**Source document:**

With an objective of boosting standard of living in the country, various Central and State enactments have mandated contribution by employers and employees to funds maintained for the benefit of employees. An employer is required to deposit his/her own share of contribution as well as an employee’s share of contribution, duly deducted by the employer from the employee’s salary/ wages to the relevant fund, prior to the ‘due date’ prescribed in the relevant enactment. Non-compliance to the prescribed timeline(s) attracts penal and in some cases, criminal consequences. That apart, the fact of an employer not depositing the employee’s[1] share of contribution to the relevant fund, prior to the due date prescribed in the relevant enactment, has considerable tax implications as well. This aspect has been prone to extensive litigation, which has recently been settled by the Supreme Court[2].
The question before the Supreme Court was whether an employee’s contribution to a welfare fund, deposited by an employer on or before the ‘due date’ for furnishing the return of income, but beyond the expiry of the ‘due date’ in the relevant enactment, is a permissible deduction for computation of income of the employer. The Supreme Court was confronted with divergent views on the issue of allowability of an employee’s contribution, involving interpretation of Sections 36(1)(iv), 43B(b) and 36(1)(va) of the Income-tax Act, 1961 (‘ITA’)[3].
As per Section 36(1)(iv) of the ITA, an employer’s contribution to a welfare fund maintained for the benefit of an employee is a permissible deduction for computation of the employer’s income. As per Section 43B(b) of the ITA, benefit of such deduction is provided for computation of the employer’s income only if the employer deposits the contribution to the relevant fund on or before the due date for furnishing the return of income.

**Brief:**
Set down, word for word, the part of the text on employee welfare fund contributions that opens with the words containing "The question before" and closes with "Act, 1961 (‘ITA’)[3].".

**Recorded information:**
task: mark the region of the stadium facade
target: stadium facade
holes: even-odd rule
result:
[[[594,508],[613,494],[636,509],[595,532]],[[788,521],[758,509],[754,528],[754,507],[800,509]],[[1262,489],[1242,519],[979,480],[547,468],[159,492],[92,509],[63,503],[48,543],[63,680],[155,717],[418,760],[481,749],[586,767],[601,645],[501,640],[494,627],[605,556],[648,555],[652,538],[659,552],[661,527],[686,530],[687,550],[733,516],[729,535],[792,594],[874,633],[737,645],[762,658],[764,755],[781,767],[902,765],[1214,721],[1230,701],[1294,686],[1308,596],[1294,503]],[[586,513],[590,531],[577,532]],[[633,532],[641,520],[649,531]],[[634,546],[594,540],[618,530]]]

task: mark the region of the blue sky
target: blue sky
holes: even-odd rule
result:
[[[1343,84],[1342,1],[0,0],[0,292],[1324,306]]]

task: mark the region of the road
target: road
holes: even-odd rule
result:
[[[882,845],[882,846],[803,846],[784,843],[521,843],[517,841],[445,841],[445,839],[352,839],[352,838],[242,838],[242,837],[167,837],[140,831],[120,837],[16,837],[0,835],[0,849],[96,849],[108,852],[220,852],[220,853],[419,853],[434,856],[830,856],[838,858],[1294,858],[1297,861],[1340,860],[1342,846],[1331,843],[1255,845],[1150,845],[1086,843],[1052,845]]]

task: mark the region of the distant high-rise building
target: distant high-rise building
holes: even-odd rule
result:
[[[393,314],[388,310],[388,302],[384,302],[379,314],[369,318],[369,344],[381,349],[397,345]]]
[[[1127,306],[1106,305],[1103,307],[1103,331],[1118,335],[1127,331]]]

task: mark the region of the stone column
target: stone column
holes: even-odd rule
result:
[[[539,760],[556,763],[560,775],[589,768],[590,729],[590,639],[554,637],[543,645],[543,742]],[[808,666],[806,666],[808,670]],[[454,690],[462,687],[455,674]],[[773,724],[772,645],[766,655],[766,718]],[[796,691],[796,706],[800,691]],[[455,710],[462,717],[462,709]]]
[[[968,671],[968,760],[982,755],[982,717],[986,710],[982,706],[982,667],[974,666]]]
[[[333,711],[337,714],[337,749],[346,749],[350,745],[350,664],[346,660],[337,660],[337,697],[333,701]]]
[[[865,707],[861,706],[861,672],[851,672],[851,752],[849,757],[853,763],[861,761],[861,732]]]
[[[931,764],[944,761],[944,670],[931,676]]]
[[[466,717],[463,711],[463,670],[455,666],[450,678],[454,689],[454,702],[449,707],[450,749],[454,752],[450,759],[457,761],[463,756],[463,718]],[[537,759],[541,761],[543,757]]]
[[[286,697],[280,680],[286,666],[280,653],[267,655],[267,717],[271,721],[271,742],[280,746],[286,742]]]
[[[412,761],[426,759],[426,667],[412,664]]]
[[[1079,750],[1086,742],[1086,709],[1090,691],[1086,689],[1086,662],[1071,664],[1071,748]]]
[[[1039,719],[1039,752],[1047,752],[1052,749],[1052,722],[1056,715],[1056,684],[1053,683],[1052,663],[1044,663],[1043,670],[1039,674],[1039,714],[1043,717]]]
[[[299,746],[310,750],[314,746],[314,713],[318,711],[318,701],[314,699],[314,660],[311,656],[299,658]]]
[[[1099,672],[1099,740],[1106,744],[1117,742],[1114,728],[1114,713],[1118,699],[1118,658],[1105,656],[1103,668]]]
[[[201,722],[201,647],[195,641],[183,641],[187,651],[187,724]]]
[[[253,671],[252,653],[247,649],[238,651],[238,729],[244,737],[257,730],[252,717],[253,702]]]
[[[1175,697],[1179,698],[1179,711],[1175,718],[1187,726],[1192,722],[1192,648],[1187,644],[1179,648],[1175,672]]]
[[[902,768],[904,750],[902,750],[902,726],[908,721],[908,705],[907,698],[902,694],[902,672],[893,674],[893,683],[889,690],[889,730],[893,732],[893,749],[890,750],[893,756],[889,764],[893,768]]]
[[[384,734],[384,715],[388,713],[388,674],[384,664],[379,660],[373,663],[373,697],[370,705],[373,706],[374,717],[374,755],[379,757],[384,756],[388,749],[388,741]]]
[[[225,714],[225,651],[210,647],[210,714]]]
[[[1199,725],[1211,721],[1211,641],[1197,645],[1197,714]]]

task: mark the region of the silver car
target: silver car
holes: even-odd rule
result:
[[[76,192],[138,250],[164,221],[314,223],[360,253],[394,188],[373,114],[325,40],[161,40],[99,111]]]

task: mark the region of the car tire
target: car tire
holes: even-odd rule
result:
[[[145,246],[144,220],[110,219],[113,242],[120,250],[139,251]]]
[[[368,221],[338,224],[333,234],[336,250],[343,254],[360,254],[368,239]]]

**Final result:**
The question before the Supreme Court was whether an employee’s contribution to a welfare fund, deposited by an employer on or before the ‘due date’ for furnishing the return of income, but beyond the expiry of the ‘due date’ in the relevant enactment, is a permissible deduction for computation of income of the employer. The Supreme Court was confronted with divergent views on the issue of allowability of an employee’s contribution, involving interpretation of Sections 36(1)(iv), 43B(b) and 36(1)(va) of the Income-tax Act, 1961 (‘ITA’)[3].